■ **WHAT THE TASK ASKS**
Please report every line in the data below that contains the string "target", copying each such line in full. Case counts when matching.

■ **AVAILABLE RECORDS**
┌──

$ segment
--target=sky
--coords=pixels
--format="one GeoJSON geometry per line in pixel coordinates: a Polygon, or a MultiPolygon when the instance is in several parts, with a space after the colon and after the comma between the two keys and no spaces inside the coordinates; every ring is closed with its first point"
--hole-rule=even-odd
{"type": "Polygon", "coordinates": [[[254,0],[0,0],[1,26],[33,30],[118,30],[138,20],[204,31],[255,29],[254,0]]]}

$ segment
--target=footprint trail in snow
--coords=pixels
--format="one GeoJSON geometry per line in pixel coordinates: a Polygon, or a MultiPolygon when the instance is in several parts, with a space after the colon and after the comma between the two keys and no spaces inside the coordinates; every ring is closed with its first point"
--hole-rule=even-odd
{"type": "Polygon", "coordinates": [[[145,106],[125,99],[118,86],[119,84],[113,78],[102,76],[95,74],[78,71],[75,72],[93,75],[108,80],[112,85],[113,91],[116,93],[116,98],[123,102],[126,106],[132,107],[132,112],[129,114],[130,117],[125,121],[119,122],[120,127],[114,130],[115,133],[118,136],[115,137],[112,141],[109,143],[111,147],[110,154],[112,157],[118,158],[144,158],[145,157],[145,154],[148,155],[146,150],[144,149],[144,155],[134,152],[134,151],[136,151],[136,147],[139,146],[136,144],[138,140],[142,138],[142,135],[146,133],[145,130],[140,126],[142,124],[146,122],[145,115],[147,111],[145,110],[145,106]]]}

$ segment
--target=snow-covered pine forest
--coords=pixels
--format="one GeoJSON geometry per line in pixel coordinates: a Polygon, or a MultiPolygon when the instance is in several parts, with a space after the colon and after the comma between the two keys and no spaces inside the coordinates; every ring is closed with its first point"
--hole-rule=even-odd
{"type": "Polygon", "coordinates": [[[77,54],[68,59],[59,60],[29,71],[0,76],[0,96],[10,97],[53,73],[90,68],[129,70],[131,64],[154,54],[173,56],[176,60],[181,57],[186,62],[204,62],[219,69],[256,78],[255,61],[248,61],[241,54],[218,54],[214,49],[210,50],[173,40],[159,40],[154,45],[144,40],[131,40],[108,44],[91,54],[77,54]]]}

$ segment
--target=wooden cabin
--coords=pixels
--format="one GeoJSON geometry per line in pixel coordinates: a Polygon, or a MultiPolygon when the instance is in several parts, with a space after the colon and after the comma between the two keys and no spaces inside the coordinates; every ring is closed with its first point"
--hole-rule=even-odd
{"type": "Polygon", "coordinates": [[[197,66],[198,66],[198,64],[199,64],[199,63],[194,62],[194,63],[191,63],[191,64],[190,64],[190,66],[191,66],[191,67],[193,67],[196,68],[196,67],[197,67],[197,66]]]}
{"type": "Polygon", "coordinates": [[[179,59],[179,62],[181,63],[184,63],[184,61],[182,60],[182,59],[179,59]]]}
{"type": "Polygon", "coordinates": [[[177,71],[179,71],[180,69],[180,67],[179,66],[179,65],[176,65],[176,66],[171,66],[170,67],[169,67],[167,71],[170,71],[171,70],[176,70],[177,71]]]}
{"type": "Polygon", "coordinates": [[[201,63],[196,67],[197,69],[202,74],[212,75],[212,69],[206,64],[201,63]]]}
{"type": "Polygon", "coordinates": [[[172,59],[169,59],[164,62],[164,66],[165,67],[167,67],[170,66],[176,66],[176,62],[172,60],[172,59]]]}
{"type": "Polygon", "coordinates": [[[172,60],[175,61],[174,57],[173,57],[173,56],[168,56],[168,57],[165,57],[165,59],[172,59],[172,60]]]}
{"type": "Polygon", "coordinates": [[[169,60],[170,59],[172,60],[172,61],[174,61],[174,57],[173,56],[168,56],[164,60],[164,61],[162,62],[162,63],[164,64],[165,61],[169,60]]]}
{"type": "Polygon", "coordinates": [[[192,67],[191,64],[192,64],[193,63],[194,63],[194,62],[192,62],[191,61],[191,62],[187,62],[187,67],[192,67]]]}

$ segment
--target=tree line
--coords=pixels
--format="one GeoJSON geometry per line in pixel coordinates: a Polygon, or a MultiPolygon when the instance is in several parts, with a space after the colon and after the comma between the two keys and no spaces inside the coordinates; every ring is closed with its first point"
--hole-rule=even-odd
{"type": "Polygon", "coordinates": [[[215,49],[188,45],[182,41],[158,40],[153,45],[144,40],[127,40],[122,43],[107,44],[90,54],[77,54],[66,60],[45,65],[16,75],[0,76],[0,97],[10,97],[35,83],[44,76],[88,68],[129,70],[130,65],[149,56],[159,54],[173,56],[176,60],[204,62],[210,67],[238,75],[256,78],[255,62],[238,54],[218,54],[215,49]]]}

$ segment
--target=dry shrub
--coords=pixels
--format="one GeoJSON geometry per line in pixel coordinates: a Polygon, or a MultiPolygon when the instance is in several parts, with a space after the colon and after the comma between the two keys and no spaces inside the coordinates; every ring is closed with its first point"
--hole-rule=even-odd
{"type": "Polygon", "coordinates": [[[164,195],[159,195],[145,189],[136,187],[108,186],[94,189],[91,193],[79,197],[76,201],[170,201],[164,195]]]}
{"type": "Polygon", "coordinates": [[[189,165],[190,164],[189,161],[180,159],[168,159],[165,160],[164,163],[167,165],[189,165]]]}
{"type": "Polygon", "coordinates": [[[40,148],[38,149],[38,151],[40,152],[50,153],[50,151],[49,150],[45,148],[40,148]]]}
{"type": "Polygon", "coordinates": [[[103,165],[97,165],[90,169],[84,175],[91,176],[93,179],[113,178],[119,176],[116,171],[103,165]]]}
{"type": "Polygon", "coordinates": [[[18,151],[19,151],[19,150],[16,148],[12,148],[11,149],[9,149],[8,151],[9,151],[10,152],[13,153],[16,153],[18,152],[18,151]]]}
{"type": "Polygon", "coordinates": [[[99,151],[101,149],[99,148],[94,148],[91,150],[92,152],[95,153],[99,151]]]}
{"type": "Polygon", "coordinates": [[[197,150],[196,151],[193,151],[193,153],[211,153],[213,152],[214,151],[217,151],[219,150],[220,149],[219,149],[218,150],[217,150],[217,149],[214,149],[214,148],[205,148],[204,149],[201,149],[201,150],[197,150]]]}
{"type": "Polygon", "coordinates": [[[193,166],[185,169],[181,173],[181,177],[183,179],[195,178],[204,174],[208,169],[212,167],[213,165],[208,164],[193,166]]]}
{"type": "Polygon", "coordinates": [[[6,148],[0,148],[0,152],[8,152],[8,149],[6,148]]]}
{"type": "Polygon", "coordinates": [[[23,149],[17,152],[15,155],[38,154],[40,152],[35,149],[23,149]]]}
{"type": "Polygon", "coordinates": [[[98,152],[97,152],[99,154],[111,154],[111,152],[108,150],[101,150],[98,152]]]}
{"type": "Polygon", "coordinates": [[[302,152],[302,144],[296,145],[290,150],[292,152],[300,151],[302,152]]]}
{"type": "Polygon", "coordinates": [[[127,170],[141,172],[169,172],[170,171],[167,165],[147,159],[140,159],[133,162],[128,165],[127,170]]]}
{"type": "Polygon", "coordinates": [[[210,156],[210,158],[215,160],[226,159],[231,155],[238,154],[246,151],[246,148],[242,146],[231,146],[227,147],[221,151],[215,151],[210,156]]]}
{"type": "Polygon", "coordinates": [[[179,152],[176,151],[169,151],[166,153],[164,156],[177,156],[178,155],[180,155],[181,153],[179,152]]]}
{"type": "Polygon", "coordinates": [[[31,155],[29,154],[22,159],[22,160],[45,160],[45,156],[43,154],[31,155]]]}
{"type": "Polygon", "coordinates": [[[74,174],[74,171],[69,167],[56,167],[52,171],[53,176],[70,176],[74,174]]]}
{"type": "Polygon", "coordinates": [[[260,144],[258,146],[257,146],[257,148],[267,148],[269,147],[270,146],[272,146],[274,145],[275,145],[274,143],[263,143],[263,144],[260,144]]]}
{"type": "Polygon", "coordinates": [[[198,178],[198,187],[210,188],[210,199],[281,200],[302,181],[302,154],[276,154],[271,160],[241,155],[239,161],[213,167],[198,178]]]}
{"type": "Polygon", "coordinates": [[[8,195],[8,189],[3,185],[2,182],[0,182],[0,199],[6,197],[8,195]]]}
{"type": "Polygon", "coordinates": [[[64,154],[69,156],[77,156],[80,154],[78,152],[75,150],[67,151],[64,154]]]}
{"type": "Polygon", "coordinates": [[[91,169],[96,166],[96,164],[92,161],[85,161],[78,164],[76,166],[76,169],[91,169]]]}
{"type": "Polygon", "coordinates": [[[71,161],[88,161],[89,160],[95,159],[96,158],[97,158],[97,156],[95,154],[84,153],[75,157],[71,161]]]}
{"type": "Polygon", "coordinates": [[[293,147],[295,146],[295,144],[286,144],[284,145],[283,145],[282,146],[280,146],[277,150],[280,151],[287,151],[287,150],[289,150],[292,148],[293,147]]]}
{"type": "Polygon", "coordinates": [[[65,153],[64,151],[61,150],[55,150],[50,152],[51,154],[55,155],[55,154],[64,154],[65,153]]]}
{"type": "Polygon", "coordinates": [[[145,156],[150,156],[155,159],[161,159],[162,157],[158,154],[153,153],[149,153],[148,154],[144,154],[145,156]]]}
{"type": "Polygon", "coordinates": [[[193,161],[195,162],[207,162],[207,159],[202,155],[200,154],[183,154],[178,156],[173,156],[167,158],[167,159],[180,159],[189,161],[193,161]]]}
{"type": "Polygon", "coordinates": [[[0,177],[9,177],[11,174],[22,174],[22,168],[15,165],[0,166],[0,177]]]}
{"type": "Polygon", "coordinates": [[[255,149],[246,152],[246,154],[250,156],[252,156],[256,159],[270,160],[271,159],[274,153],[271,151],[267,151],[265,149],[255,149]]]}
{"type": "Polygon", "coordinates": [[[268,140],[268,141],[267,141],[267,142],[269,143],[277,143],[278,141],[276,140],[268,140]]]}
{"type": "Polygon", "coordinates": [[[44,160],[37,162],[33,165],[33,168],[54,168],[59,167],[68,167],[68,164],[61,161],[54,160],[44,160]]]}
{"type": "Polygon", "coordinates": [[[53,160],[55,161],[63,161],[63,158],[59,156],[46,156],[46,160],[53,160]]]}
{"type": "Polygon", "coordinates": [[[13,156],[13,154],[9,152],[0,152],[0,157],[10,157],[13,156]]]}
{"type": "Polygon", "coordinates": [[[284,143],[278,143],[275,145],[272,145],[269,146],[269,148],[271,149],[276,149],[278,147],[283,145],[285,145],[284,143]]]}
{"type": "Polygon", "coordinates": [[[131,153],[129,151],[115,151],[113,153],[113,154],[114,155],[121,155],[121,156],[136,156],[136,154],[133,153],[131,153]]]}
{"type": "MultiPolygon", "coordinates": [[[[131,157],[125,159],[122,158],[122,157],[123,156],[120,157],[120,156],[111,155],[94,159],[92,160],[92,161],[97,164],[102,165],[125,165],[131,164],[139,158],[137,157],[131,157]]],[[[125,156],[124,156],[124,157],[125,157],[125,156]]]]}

└──

■ **EXERCISE SOLUTION**
--target=sky
--target=footprint trail in snow
--target=snow-covered pine forest
--target=wooden cabin
--target=tree line
--target=dry shrub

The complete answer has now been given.